:: Text section ::
==========

It is true that the landing of a full-sized salmon of vigorous. health (and no other should be landed by any means,) in this truly sportsman-like manner, requires a man of great vigour and experience. He must be prepared to wade breast-high into the current, to endure any quantity of scratching from bushes, to tumble upon slippery stones, and to ply his art under a thousand other casualties. Having hooked his fish, he is to allow it fairly to wear itself out by its own exertions, to toss and beat and tumble, until its strength is exhausted, and he can ground it on a convenient shallow as easily as a piece of floating wood. Then, taking it by the nose and tail

, and lifting it carefully to the bank, let him dispatch it by that single blow, which every experienced fisher knows so well how and where to give, and which leaves every flake in the finest condition, and rich in its natural cream.

This, however, is not every body's work; nay, it is not, perhaps, the kind of fishing, in which there is the most general enjoyment. The ordinary fisher may, therefore, turn away from the broad river, and may ascend one of its feeders, till he reaches some lovely dell, where copse and meadow mingle their sequestered beauties, and where the chiding stream, disturbed, perhaps, by a cascade at the upper end, frets its alternate way, in ripple and pool, between the banks. There let him angle for trout. It is in such a place that he will enjoy that sweetness of nature which conduces so much to the softening of the human heart; and which seldom fails to inspire the angler with a love of nature, and nature's beauteous productions. It has been said that angling is a cruel sport; but in these cases the question is to be tried, not by the real or supposed pain inflicted on the dumb animal, but by the effect produced upon the mind of the party practising it. Now, as we have already hinted, anglers, from old Izaak Walton downwards, have been men of the most kindly and gentle dispositions; and publications, on the practice of angling, have usually more both of warm heartedness and of glee in them, than books on almost any other topic, not even excluding those on the subject of flowers.

==========

:: Data ::
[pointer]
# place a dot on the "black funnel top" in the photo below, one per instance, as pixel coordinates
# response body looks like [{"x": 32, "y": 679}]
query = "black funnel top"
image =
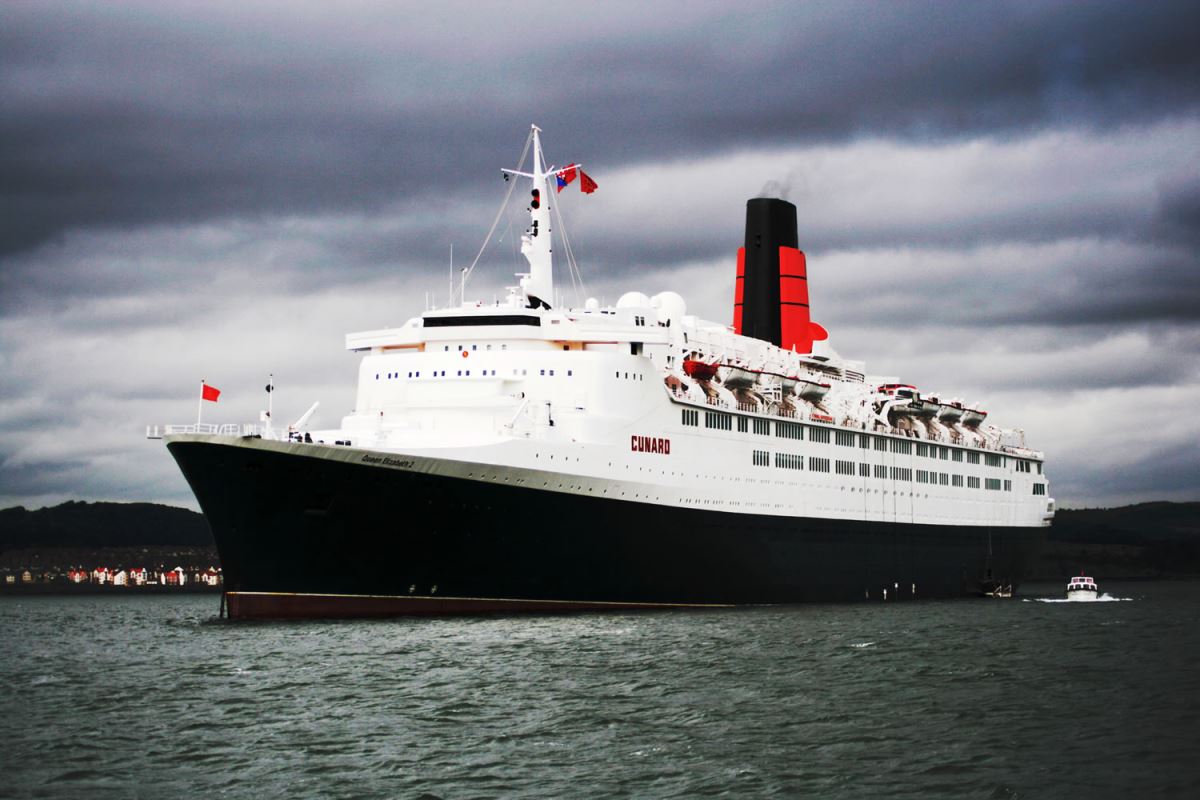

==========

:: What you need to do ::
#1 In the angling text, what should the ordinary fisher angle for after climbing a feeder stream to a quiet dell?
#2 Turn the rows of the photo labeling block into a numbered list with no blank lines, and leave the picture out of your answer.
The angling text and the rows were taken from unrelated sources.

:: Solutions for each task ::
#1 Trout.

#2
1. [pointer]
2. # place a dot on the "black funnel top" in the photo below, one per instance, as pixel coordinates
3. # response body looks like [{"x": 32, "y": 679}]
4. query = "black funnel top"
5. image =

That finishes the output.